==== Passage given

Treatment Alternatives

Base (Regen - 50/50): Regeneration harvest at 50 years after full plantation stocking followed by a pre-commercial thin (PCT) for density and quality control (the dominant historic treatment for Western Washington ).

First Thin (Thin - 50/50): Commercial thin at around age 30, roughly half by ground processor equipment (low slopes) and half by skyline (steep slopes) with costs almost twice the baseline.

Second Thin (Select - 50/50): Commercial thin at about age 50 with fewer small logs flowing to chips and more large logs for increased secondary manufacture.

Third Thin (Select 50/50): Commercial thin at about age 70 with more uniform and larger logs.

Long Rotation Harvest (Regen - 50/50): Regeneration final harvest of large mostly uniform trees producing more quality wood and secondary manufacture but less chips.

========
==== Given entries

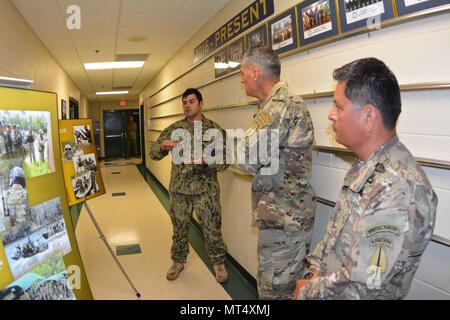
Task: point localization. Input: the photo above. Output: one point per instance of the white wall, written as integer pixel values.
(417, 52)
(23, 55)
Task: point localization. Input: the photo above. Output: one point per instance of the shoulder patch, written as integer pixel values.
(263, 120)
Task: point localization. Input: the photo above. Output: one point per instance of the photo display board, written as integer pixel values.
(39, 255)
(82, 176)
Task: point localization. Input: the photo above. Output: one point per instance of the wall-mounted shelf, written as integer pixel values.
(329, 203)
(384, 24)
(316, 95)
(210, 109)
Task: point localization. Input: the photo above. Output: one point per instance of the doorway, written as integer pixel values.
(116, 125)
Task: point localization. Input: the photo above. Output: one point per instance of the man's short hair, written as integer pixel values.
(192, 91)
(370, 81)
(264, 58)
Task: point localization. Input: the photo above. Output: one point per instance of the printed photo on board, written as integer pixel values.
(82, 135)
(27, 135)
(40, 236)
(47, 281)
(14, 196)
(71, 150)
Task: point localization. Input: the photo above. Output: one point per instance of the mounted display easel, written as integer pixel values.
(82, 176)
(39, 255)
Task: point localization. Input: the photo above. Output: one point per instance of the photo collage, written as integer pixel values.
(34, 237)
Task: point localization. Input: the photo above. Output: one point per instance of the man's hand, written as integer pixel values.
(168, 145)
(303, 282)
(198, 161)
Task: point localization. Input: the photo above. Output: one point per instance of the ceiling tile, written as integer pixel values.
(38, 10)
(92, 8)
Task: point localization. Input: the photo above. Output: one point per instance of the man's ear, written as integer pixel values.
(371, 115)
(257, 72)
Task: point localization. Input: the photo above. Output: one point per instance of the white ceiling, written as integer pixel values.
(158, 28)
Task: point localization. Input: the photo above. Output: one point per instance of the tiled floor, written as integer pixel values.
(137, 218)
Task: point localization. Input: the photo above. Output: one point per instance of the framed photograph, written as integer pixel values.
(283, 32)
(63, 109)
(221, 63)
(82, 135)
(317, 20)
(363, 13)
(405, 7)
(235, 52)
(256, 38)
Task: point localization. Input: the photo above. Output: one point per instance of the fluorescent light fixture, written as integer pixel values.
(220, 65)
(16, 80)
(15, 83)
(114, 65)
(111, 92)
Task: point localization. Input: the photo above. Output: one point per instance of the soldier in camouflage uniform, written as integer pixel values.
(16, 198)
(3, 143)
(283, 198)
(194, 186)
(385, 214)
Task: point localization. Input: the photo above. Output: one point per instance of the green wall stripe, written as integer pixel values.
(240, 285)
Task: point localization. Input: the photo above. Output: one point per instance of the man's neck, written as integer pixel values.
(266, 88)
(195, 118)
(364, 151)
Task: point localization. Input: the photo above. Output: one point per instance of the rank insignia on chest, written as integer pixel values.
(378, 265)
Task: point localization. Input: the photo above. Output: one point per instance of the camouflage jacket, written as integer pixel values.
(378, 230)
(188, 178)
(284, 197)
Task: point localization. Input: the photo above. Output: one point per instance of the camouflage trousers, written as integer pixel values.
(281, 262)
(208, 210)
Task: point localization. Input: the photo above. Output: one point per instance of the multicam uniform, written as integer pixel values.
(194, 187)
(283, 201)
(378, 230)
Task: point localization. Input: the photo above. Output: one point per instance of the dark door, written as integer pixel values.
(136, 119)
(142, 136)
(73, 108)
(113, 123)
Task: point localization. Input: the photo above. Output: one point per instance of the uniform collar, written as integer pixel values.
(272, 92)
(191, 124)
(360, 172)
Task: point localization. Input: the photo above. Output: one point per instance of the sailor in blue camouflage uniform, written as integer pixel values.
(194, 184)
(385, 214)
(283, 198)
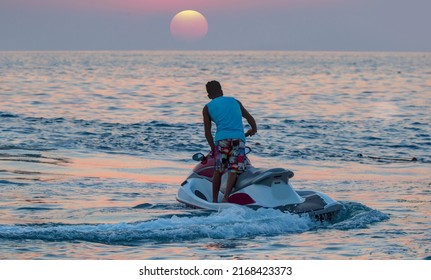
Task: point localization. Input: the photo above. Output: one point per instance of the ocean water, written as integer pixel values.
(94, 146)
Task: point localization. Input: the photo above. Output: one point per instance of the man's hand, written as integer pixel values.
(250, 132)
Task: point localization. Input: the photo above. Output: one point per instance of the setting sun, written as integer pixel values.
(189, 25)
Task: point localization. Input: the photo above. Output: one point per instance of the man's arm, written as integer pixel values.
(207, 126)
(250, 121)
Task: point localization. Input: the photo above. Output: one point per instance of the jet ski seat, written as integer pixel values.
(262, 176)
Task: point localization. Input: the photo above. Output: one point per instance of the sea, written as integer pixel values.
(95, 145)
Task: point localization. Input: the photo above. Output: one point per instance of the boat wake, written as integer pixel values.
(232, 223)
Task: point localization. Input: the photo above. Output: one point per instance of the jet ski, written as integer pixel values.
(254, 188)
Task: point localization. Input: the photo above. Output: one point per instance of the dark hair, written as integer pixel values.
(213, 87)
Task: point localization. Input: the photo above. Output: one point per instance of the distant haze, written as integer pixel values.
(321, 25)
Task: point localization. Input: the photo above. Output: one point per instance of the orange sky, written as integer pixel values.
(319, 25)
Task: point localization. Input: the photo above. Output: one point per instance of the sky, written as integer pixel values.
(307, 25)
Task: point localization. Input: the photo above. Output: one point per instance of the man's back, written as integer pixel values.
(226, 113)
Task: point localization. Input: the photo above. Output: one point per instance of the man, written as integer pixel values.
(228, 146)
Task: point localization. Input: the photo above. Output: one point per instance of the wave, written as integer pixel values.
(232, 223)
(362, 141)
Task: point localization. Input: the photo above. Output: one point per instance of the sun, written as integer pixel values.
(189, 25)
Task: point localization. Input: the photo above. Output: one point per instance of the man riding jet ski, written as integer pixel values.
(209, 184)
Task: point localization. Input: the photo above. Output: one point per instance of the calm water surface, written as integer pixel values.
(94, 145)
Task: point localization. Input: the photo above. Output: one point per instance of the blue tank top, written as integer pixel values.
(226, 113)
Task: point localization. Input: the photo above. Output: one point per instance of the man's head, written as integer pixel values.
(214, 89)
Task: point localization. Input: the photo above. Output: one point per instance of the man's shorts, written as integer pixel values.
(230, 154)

========

▶ Required tasks
1: Summarize the text on forest treatment alternatives in two sentences.
2: Give the name of each treatment alternative listed in the text on forest treatment alternatives.
3: Carry the text on forest treatment alternatives forward past its final entry.

▶ Answer list
1: The text describes a base alternative of regeneration harvest at 50 years after full plantation stocking, followed by a pre-commercial thin, which has been the dominant historic treatment for Western Washington. It then outlines commercial thins at about ages 30, 50 and 70, and a long rotation regeneration harvest of large, mostly uniform trees that produces more quality wood and secondary manufacture but less chips.

2:
- Base (Regen - 50/50)
- First Thin (Thin - 50/50)
- Second Thin (Select - 50/50)
- Third Thin (Select 50/50)
- Long Rotation Harvest (Regen - 50/50)

3:
Sector Impacts

Logging (Prim W.): More costly thinnings with more jobs based on lower volume operations and handling of smaller diameter material.

Sawnwood (Prim W.): Sawnwood plus plywood with more quality volume from longer rotations.

Other MFG and Furniture (Sec W.): Half sensitive to higher quality wood (doors, windows, cut stock, mill work) but including pallets (low quality), trusses (above average structural quality), and furniture. Excludes building construction.

Primary Paper: Paper mills receive chip volumes primarily from mill processing residuals and smaller diameter logs.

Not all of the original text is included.